WHAT NEEDS TO BE DONE: Update the part of the material that opens with the line containing "Expected: for each instance of the baseboard" and closes with the line containing "x=140 y=155" by replacing "gray leggings" with "black leggings" and leaving everything else unchanged. Give back only those lines.

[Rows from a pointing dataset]
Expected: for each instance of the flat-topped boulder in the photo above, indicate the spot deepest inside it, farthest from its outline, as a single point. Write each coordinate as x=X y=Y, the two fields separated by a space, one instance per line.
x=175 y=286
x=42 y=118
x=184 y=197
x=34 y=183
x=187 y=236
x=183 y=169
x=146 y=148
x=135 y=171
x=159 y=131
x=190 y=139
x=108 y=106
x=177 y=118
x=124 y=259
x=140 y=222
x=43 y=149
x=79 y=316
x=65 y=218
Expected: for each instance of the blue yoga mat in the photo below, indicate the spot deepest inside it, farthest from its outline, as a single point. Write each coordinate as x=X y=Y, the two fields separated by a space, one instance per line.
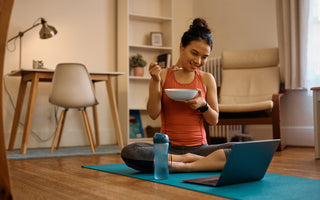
x=272 y=186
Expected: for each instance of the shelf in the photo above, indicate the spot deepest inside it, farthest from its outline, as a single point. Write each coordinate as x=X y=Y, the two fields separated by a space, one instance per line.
x=148 y=140
x=140 y=107
x=136 y=20
x=139 y=78
x=159 y=19
x=138 y=46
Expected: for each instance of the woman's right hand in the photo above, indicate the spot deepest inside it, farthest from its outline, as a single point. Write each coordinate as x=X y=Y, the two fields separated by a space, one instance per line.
x=154 y=71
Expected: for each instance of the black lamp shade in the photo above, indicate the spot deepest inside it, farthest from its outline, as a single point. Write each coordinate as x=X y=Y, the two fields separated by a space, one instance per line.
x=47 y=31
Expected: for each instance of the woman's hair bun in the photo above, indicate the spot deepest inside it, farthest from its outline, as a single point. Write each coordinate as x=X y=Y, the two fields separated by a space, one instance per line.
x=200 y=24
x=198 y=30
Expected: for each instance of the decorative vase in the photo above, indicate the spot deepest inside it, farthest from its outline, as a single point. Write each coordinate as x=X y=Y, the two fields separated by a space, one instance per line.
x=138 y=71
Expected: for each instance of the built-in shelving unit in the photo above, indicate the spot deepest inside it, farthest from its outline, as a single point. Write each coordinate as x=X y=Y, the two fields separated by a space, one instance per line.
x=136 y=20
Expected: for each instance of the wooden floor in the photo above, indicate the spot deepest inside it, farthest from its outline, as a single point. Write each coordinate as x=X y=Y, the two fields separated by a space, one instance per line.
x=63 y=178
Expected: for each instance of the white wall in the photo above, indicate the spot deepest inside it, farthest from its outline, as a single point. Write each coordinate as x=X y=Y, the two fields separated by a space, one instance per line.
x=249 y=24
x=86 y=34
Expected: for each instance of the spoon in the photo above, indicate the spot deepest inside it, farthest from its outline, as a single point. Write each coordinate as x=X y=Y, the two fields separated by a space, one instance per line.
x=176 y=68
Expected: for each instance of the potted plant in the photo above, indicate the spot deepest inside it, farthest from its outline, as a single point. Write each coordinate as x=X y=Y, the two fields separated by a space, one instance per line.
x=137 y=63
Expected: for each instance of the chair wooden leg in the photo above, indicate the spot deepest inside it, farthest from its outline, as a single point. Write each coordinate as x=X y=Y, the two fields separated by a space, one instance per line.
x=61 y=129
x=89 y=132
x=276 y=121
x=57 y=130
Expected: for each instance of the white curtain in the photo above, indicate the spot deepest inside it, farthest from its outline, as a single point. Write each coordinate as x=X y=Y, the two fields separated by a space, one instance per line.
x=312 y=74
x=298 y=23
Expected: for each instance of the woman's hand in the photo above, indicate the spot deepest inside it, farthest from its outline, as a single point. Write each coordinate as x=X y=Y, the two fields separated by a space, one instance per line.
x=154 y=71
x=196 y=102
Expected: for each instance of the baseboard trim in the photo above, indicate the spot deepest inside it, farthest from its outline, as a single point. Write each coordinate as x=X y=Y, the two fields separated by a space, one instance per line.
x=293 y=135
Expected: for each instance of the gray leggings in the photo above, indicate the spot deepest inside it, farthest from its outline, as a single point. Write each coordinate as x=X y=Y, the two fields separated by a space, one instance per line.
x=140 y=155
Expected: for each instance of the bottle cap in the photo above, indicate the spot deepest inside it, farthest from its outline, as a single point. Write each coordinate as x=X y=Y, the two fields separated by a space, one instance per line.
x=160 y=138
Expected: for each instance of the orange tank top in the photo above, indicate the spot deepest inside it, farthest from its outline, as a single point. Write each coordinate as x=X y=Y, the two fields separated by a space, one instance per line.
x=183 y=125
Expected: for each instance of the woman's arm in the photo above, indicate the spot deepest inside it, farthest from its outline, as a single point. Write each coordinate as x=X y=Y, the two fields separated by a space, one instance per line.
x=212 y=114
x=155 y=90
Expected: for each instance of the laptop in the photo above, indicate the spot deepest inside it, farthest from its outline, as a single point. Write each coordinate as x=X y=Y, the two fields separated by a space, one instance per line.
x=248 y=161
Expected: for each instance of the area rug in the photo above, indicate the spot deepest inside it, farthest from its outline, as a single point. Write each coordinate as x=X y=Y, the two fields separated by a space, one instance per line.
x=63 y=152
x=272 y=186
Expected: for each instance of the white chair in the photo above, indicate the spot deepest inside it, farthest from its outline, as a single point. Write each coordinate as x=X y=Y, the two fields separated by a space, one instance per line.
x=72 y=89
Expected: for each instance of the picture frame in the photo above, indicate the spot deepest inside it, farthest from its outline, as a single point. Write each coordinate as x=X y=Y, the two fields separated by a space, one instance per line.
x=156 y=38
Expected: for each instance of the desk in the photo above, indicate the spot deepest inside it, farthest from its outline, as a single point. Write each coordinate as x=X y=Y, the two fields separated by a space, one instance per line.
x=316 y=118
x=42 y=75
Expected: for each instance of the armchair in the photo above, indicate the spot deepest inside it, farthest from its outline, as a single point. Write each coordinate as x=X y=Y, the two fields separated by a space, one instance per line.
x=250 y=90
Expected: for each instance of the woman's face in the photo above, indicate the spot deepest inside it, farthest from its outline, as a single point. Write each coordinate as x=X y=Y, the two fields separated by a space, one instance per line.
x=194 y=55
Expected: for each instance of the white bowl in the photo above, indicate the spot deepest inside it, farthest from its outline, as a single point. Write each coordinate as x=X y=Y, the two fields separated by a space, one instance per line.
x=181 y=94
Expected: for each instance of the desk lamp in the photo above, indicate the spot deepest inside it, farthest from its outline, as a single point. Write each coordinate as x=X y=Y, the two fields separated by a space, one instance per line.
x=45 y=32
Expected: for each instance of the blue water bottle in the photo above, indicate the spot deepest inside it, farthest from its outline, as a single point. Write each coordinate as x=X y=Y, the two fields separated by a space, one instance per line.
x=160 y=148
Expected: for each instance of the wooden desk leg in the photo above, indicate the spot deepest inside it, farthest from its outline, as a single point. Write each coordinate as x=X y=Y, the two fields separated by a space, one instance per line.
x=96 y=123
x=316 y=114
x=17 y=113
x=27 y=125
x=114 y=111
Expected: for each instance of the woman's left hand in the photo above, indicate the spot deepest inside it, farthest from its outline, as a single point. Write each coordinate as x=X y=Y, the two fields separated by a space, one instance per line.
x=196 y=102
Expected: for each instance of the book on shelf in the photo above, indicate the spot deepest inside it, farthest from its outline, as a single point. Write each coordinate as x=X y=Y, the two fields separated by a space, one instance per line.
x=136 y=128
x=164 y=60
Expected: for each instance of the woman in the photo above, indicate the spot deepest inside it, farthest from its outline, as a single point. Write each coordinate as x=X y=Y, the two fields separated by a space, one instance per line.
x=183 y=121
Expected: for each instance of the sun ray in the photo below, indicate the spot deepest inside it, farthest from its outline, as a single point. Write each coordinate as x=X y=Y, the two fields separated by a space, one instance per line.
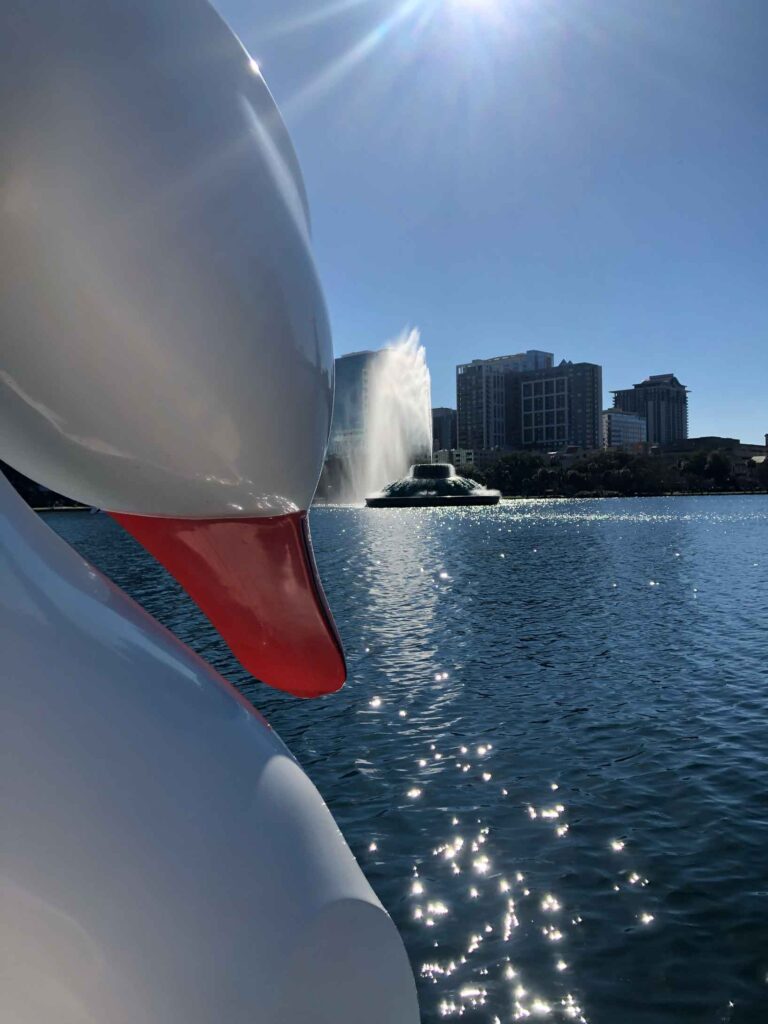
x=332 y=75
x=302 y=22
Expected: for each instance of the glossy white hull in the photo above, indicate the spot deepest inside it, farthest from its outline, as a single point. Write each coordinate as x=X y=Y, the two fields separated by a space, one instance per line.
x=164 y=859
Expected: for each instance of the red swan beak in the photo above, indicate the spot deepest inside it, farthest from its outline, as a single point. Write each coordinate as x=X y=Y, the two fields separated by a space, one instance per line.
x=257 y=583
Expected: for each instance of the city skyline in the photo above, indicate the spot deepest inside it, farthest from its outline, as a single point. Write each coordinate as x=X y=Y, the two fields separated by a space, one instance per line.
x=577 y=177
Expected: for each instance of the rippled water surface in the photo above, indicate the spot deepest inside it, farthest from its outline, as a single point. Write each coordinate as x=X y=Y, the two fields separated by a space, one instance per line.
x=551 y=758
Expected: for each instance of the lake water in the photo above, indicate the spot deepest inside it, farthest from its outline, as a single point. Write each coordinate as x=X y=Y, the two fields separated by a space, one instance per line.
x=551 y=758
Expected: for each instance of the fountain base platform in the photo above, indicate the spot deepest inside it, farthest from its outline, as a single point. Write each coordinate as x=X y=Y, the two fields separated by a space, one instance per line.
x=432 y=485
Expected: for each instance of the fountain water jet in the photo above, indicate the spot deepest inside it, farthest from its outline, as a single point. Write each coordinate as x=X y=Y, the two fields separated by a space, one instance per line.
x=382 y=419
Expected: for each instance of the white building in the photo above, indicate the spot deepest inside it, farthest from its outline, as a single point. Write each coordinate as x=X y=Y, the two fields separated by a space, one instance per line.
x=623 y=429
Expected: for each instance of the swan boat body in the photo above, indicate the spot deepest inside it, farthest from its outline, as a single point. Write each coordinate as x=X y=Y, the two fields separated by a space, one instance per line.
x=165 y=354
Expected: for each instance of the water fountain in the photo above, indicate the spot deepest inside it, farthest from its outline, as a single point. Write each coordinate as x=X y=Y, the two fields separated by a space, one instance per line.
x=382 y=419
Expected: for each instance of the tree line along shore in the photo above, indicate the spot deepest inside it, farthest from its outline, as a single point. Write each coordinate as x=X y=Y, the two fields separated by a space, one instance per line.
x=613 y=473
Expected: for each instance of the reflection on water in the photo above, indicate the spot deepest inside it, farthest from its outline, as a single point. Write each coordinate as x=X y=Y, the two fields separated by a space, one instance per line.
x=551 y=756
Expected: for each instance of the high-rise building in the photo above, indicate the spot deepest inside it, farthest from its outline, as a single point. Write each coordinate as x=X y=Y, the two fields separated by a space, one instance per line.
x=443 y=428
x=663 y=401
x=480 y=396
x=554 y=408
x=623 y=429
x=350 y=402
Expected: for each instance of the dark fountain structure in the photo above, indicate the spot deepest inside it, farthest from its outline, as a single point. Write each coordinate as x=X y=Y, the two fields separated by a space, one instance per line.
x=430 y=484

CORRECT RESULT:
Expected: for each instance of the baseboard trim in the photo above, indicate the spot deepest inside it, farthest from its outline, as a single point. Write each coordinate as x=X y=Y, the two fields separated by a space, one instance per line.
x=293 y=135
Expected: for each instance of the black leggings in the photo above, indicate the spot deepest inside it, farthest from its outline, as a single point. Write each coordinate as x=X y=Y, the two fields separated by a space, one instance per line.
x=140 y=155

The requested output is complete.